* **Saved entries**
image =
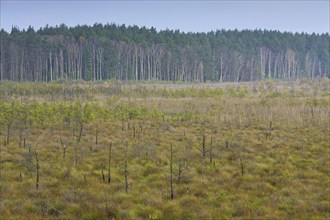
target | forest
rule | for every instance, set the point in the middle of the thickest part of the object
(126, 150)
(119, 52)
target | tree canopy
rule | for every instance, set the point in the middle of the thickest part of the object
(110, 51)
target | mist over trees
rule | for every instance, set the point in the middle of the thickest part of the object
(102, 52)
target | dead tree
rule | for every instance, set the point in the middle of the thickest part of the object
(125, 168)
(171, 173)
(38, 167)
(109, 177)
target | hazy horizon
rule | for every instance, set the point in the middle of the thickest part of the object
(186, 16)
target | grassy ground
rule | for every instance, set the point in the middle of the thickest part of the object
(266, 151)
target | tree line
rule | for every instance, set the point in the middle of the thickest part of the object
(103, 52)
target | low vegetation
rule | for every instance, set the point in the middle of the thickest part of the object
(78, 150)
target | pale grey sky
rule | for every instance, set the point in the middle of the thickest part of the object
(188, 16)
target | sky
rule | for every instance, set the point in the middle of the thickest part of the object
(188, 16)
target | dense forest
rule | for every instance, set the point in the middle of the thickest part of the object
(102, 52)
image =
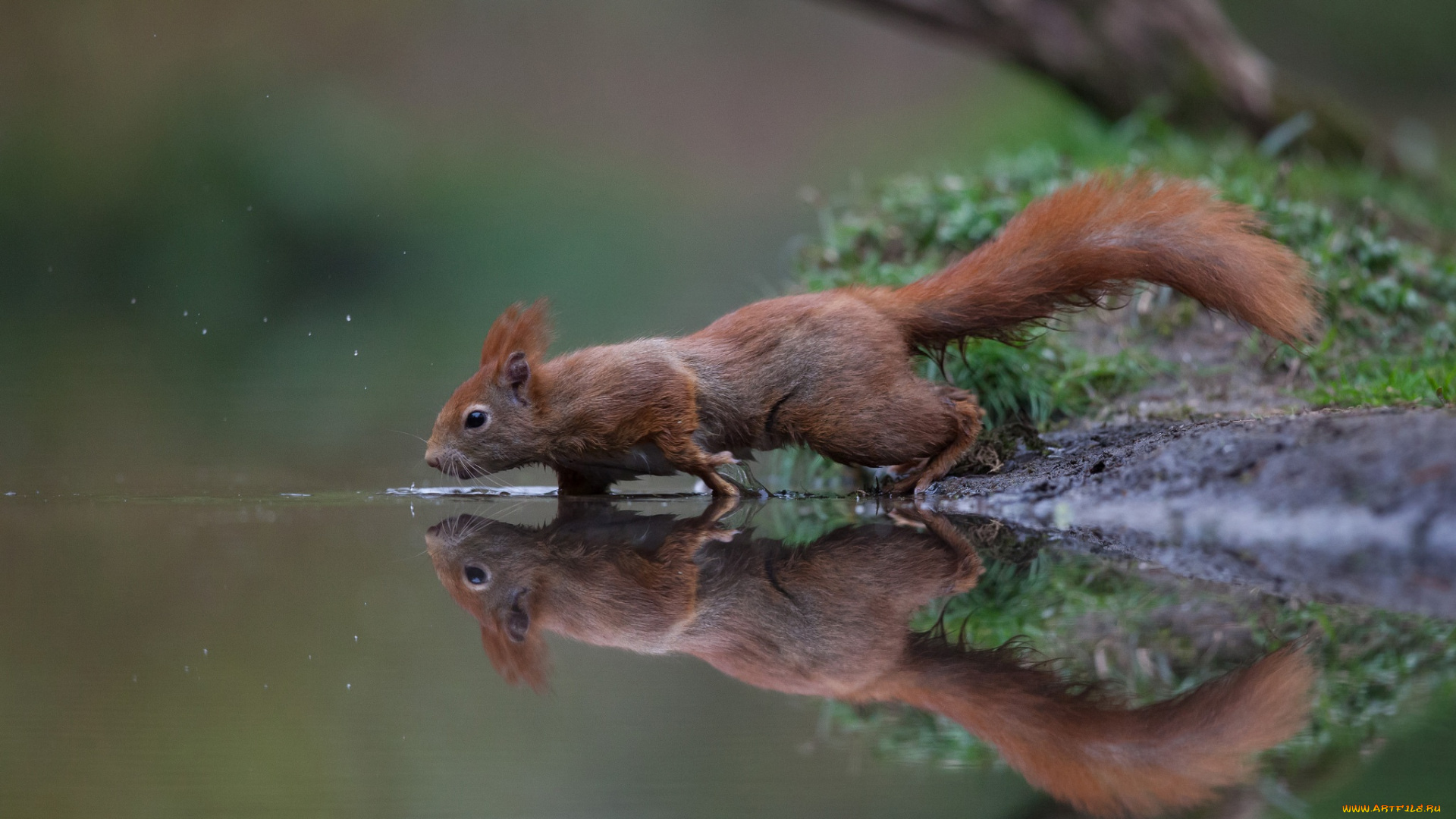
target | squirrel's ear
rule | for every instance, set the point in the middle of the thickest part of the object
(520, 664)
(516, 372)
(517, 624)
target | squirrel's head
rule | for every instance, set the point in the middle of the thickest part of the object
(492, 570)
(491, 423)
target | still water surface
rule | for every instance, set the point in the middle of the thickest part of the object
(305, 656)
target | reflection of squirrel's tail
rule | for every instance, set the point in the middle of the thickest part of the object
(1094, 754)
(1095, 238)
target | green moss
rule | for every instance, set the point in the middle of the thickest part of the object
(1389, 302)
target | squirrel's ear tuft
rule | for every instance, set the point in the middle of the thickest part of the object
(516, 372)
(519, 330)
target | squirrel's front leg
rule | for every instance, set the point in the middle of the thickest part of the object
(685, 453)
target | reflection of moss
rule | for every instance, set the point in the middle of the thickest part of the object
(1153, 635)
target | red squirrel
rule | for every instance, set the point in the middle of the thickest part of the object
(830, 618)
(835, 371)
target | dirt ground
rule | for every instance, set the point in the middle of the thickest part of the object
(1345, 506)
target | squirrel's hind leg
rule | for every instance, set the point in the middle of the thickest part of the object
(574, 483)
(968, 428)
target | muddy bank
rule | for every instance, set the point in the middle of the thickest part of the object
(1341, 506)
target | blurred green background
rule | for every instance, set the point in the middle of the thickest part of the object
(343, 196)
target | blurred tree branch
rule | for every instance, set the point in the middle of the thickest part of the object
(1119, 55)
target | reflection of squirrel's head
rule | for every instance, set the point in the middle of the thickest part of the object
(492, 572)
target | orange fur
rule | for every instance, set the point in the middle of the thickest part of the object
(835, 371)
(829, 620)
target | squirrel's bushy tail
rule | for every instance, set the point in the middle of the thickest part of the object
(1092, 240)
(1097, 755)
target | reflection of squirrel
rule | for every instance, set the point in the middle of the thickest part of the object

* **WHAT TO WORK ON**
The answer must be all the lines above that hold the word "tail".

* **RESULT OF THE TASK**
target | reflection of squirrel's tail
target | squirrel's bushy tail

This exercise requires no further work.